BEGIN DATA SHOWN
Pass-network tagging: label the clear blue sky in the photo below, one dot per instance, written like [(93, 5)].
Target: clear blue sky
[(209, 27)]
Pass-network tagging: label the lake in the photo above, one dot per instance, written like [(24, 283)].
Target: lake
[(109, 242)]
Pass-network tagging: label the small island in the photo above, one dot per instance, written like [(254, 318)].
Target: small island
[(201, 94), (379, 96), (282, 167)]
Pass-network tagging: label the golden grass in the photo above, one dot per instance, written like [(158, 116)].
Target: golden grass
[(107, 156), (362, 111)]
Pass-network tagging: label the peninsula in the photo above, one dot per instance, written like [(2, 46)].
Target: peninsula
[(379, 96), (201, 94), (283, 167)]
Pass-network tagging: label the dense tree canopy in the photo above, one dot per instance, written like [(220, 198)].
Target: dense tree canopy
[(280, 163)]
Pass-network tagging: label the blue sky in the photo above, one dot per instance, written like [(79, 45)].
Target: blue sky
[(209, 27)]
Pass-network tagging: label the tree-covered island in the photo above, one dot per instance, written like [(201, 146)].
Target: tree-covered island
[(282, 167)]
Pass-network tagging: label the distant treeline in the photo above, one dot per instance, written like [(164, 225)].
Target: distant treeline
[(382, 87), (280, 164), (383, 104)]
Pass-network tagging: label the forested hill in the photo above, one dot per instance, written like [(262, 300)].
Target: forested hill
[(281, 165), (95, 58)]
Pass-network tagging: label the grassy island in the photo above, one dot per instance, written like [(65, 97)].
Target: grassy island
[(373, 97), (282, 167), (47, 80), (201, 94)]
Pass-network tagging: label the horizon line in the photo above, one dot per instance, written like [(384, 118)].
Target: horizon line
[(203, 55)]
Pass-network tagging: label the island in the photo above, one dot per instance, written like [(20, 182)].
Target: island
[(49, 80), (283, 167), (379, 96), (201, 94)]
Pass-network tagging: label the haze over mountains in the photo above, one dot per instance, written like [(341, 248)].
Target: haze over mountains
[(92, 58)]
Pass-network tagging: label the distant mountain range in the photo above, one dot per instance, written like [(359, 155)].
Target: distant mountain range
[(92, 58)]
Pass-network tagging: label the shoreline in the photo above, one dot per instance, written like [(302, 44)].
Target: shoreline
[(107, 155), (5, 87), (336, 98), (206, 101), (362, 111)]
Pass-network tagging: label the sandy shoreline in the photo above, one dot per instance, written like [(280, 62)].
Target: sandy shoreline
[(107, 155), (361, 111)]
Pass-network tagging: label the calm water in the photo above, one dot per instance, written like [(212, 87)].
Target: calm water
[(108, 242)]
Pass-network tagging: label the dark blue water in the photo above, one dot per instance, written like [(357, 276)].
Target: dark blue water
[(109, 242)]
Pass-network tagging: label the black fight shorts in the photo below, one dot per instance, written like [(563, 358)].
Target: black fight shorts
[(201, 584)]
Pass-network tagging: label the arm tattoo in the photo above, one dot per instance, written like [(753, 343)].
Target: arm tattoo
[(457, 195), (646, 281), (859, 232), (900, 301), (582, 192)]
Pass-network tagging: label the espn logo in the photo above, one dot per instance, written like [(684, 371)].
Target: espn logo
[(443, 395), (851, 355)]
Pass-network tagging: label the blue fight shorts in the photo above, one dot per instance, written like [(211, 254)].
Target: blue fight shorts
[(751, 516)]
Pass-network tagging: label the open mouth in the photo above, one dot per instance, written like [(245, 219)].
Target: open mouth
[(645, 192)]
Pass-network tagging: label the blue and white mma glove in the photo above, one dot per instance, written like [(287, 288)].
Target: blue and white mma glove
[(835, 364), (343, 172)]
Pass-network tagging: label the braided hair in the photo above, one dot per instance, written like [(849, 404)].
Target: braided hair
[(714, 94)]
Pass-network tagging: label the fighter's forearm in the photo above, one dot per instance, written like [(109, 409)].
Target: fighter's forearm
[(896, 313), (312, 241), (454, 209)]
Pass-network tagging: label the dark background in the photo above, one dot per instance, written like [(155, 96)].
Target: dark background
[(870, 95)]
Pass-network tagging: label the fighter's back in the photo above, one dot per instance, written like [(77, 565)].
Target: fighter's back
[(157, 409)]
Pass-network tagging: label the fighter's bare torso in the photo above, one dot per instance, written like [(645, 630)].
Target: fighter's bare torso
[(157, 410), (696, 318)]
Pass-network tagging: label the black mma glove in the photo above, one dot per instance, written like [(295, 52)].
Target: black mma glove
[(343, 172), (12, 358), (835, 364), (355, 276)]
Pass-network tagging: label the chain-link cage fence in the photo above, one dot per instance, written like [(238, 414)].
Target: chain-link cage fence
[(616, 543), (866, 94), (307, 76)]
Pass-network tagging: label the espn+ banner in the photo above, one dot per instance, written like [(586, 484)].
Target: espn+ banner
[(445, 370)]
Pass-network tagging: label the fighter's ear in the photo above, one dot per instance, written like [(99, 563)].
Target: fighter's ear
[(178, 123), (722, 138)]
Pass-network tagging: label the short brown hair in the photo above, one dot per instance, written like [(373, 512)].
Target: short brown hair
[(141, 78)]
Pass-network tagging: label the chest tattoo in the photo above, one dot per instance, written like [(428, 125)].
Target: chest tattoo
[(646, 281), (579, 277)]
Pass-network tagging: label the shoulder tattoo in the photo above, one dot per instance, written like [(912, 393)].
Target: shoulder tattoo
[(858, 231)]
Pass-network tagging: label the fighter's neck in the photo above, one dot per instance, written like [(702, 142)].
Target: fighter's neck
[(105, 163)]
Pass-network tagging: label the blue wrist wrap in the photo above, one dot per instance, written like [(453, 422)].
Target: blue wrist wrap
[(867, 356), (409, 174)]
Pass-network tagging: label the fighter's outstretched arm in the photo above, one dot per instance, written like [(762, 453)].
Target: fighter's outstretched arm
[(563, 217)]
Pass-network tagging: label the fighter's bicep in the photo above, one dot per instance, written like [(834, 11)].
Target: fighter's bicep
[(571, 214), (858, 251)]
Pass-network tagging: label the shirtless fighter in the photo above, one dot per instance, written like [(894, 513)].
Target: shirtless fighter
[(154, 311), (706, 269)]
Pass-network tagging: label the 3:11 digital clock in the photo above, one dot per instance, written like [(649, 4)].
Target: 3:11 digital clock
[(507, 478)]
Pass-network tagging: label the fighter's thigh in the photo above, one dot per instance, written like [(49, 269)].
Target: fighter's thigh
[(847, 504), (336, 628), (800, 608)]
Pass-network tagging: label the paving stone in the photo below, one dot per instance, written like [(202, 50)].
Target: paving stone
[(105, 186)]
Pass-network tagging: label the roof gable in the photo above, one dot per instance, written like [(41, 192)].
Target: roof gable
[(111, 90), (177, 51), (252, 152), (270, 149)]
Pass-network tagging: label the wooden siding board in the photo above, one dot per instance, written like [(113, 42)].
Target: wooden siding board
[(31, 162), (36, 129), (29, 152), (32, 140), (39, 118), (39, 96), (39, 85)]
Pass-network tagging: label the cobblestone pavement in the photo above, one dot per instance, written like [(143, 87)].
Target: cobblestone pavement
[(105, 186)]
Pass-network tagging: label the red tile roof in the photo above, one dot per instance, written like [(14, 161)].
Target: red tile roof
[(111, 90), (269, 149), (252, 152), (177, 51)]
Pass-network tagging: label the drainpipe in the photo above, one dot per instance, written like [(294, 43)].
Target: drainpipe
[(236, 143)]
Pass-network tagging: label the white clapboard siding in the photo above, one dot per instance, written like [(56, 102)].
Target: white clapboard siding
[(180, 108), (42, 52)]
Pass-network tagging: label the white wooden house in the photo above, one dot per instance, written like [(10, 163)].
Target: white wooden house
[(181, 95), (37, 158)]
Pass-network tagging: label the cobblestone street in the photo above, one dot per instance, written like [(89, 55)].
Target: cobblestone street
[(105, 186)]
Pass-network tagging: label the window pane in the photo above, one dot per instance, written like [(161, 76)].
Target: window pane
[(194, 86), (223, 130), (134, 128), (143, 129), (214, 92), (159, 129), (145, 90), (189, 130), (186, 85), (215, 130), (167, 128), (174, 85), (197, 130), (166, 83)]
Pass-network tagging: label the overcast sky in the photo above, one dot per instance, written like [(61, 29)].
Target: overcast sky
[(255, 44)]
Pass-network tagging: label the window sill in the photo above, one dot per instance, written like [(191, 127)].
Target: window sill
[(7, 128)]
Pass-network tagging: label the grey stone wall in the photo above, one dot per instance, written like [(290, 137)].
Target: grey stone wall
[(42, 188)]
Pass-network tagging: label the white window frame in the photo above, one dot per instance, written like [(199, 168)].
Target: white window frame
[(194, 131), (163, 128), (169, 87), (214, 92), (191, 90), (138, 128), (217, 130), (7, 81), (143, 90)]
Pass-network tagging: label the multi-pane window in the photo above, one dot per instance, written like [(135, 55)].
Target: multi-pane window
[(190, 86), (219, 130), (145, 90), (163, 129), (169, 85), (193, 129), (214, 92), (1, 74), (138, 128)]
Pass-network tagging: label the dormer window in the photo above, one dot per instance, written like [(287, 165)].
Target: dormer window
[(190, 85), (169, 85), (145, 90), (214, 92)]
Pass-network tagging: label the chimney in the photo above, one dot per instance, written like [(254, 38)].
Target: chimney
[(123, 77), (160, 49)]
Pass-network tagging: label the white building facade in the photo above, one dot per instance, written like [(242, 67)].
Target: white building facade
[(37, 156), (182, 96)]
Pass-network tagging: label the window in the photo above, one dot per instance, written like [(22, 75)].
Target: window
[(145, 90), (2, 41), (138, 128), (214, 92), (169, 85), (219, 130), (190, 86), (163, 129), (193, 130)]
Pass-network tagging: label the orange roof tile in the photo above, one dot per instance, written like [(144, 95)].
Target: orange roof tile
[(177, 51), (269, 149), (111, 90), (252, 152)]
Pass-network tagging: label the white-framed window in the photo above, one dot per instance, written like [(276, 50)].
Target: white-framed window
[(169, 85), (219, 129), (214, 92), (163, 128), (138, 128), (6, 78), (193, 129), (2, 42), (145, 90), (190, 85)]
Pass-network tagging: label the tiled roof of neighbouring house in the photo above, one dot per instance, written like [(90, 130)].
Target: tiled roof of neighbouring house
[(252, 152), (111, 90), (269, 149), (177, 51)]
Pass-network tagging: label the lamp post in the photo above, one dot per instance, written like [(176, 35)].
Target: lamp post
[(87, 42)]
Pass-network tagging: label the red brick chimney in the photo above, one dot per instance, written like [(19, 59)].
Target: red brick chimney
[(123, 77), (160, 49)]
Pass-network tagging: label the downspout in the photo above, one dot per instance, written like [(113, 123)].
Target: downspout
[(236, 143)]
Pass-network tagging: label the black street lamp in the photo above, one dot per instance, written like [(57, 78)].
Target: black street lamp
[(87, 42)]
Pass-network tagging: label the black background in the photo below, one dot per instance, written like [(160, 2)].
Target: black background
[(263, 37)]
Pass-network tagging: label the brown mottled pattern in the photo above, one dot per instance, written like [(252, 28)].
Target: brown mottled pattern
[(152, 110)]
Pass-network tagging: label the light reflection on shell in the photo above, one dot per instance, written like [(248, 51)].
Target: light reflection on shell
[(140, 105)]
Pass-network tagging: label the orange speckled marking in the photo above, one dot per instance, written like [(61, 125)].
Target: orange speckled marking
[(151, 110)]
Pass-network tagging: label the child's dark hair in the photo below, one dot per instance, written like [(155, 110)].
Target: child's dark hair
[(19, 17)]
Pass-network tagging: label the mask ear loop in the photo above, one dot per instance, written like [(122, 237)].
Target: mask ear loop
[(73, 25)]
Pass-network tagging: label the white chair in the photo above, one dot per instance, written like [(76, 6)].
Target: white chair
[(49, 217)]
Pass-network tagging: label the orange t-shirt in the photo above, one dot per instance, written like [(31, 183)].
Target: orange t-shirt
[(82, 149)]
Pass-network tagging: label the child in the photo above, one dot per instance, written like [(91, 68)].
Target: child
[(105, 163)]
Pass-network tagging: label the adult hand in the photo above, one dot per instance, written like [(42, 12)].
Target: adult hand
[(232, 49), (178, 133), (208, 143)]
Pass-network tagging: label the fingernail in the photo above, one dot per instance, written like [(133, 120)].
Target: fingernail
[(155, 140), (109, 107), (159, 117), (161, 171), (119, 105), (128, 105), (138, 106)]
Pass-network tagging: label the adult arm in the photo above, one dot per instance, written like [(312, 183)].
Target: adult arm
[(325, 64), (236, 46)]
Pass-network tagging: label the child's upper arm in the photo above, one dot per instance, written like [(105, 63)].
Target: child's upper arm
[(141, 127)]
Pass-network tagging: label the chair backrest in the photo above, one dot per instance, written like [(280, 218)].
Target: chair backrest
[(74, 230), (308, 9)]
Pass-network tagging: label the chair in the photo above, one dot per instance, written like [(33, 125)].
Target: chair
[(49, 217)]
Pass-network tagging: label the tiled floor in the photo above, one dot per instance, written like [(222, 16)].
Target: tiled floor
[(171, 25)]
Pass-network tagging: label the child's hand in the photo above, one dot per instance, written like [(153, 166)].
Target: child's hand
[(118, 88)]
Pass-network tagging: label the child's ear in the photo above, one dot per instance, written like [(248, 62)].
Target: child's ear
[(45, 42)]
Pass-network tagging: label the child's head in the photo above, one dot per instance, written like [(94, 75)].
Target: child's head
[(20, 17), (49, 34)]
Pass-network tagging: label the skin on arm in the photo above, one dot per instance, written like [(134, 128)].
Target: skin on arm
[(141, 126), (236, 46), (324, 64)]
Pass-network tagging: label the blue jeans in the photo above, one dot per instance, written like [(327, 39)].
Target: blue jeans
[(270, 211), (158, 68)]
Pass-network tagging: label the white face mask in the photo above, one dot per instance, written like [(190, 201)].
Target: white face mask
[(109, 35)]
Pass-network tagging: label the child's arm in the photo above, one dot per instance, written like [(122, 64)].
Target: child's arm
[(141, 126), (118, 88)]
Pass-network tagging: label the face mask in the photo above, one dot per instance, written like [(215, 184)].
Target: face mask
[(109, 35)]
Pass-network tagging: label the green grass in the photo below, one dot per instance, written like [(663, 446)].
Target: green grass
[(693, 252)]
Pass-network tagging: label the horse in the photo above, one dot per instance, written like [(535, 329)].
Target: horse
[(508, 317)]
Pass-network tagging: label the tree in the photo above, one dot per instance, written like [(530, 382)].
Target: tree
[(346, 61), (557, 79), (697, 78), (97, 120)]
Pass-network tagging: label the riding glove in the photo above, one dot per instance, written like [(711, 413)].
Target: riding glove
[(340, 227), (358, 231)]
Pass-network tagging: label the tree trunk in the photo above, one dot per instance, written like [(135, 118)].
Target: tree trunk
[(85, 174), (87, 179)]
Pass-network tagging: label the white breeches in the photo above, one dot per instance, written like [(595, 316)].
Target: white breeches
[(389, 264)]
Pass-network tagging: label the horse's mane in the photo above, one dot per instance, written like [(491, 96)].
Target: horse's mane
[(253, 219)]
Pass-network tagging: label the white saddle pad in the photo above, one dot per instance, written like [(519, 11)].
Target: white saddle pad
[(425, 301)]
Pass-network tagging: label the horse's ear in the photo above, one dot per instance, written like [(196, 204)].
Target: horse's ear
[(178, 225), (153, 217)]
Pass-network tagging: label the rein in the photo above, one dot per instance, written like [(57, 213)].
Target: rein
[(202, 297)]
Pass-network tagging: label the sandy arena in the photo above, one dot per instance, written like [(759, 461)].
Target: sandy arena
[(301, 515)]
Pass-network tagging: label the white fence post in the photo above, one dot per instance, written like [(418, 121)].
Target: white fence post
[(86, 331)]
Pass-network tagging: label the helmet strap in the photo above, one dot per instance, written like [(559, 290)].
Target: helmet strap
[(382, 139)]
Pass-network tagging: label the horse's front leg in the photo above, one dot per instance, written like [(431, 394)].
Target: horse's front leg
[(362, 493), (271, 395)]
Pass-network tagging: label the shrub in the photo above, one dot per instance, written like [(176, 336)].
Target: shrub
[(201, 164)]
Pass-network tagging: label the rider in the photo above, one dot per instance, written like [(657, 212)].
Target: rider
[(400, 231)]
END DATA SHOWN
#### TASK STATEMENT
Rewrite the stretch of data from the line containing "Pass-network tagging: label the dark background" through the line containing "[(563, 217)]", substituting "hand wrap" for "wrist wrap" wherever it occurs and leaving everything else unchanged. Return only those lines.

#### RESULT BELOW
Pass-network tagging: label the dark background in the photo above, one dot per instance, written like [(155, 96)].
Target: dark background
[(870, 95)]
Pass-network tagging: label the fighter's back in the photo above, one dot per instance, written like [(77, 565)].
Target: fighter's back
[(157, 409)]
Pass-network tagging: label the fighter's bare torso in the photo above, one dot per instance, written like [(645, 630)].
Target: fighter's bare torso
[(157, 410), (696, 318)]
Pass-network tagging: label the black mma glove in the photo above, one dot per instance, written like [(295, 52)].
Target: black mma glove
[(343, 172), (12, 358), (835, 364), (355, 276)]
Pass-network tagging: label the chain-link cage fence in the photo above, one dot per instance, written like [(238, 414)].
Target: chain-link cage fence
[(616, 543), (866, 94), (307, 76)]
Pass-network tagging: label the espn+ banner in the photo above, one dot per instance, written like [(586, 484)].
Target: espn+ banner
[(445, 370)]
Pass-network tagging: label the fighter's ear in the photo above, one dot per instance, written like [(99, 563)].
Target: fighter's ear
[(178, 123), (722, 138)]
Pass-network tagging: label the short brown hair in the photo above, one dot per instance, written like [(373, 512)].
Target: short brown hair
[(141, 78)]
Pass-network tagging: label the chest tattoo in the photo above, one dot per instance, written like [(428, 125)].
Target: chest tattoo
[(646, 281), (579, 277)]
Pass-network tagging: label the shoulder tattoo in the photo above, one dot per instance, written like [(912, 393)].
Target: shoulder tattoo
[(858, 231)]
Pass-network tagging: label the fighter's neck in the photo above, one dot per instance, written like [(702, 142)].
Target: fighter's neck
[(105, 163)]
Pass-network tagging: label the blue hand wrap in the photo above, one dot per instance, written like [(453, 422)].
Target: blue hand wrap
[(867, 356), (409, 174)]
Pass-network tagging: label the fighter's outstretched arm in the photo above, one dot per instance, written like [(762, 453)].
Target: fighter's outstretched arm
[(563, 217)]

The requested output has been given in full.